Top Social Menu

Facebook

The Point: Unreasonable Hospitality, Reasonable Conditions

3/26/2026

This week’s Point is written by Gonzalo Bacigalupe, Professor of Counseling Psychology.  As always, The Point represents the views of the author and is not the official position of the FSU.

This year marks my thirtieth year as a faculty member at the university. Over that time, I have seen many ideas travel into academic life from other sectors. Some illuminate our work. Others arrive wrapped in appealing language but fit less comfortably once they encounter the realities of teaching, advising, and shared governance.

Over the past two decades, many of these imported ideas have been tied to a broader shift in how universities are encouraged to understand their relationship to students. Increasingly, the language of higher education has borrowed from the vocabulary of markets—students as customers, education as a service, institutions competing through “experience” and “satisfaction.” It is within that broader shift that ideas like “hospitality” and “customer experience” begin to feel natural, even inevitable.

Recently, during a discussion in my college about Will Guidara’s book Unreasonable Hospitality, I found myself thinking about how ideas developed in the restaurant industry are increasingly traveling into university life.

→ **Data excerpts**:
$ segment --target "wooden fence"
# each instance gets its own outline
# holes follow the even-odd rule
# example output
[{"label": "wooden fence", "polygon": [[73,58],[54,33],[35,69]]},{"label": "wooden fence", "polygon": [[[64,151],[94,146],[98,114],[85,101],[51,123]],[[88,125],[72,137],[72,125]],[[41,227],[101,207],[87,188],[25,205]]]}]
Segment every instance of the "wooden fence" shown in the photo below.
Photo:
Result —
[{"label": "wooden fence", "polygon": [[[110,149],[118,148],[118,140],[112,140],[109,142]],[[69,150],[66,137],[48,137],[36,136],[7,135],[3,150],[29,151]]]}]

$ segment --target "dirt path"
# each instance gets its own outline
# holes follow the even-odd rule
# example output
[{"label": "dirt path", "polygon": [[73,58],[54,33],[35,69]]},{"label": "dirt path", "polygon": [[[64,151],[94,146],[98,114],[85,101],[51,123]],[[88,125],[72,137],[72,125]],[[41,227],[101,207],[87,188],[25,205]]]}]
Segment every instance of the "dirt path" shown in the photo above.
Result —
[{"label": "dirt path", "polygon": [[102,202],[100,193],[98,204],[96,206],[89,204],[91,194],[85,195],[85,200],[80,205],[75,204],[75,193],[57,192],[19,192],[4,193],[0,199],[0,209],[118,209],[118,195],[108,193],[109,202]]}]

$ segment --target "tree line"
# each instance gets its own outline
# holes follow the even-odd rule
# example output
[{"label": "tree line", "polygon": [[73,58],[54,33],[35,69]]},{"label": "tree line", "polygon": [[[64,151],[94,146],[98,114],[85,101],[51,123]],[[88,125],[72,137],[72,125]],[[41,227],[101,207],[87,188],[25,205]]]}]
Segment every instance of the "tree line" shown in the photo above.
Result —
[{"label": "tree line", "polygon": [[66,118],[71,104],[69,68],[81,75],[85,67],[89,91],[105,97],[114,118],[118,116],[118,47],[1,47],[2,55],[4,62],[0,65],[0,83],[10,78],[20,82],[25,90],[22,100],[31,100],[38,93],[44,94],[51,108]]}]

→ **Things to do**:
A: Summarize the column on hospitality in university life in three sentences.
B: Continue the column on hospitality in university life from its final sentence.

→ **Responses in order**:
A: Gonzalo Bacigalupe, a Professor of Counseling Psychology in a thirtieth year on the faculty, has seen many ideas move into academic life from other sectors, some illuminating the work and others fitting less comfortably with teaching, advising, and shared governance. Over the past two decades, many of these imported ideas have been tied to a shift toward market vocabulary that treats students as customers and education as a service. That shift makes ideas like "hospitality" and "customer experience" feel natural, and a college discussion of Will Guidara's book Unreasonable Hospitality prompted the author to consider how restaurant-industry ideas are traveling into university life.

B:
Guidara draws a useful distinction between service and hospitality. Service, he suggests, is technical: the task is completed correctly. Hospitality adds what he calls “color.” It is the dimension of experience in which the person receiving the service feels recognized, respected, and genuinely considered. It is an appealing idea. Few of us would argue that the work of a university should be reduced to efficient transactions. Students, colleagues, and staff benefit when interactions feel human rather than mechanical.

Yet there is another part of Guidara’s story that deserves equal attention. The transformation of Eleven Madison Park into one of the most celebrated restaurants in the world did not come from asking employees simply to “try harder.” It came from redesigning systems. Staffing levels, training, authority, and organizational culture were deliberately structured to support the kind of care the restaurant wanted to deliver. In other words, excellence was not only inspirational — it was infrastructural. 

That point becomes especially relevant when ideas like “unreasonable hospitality” migrate into academic settings like our own. Because the question quickly becomes not only what we aspire to provide, but what conditions make that aspiration possible. During our discussion, I found myself returning to a concept that rarely appears in inspirational leadership narratives but is central to institutional life: margin.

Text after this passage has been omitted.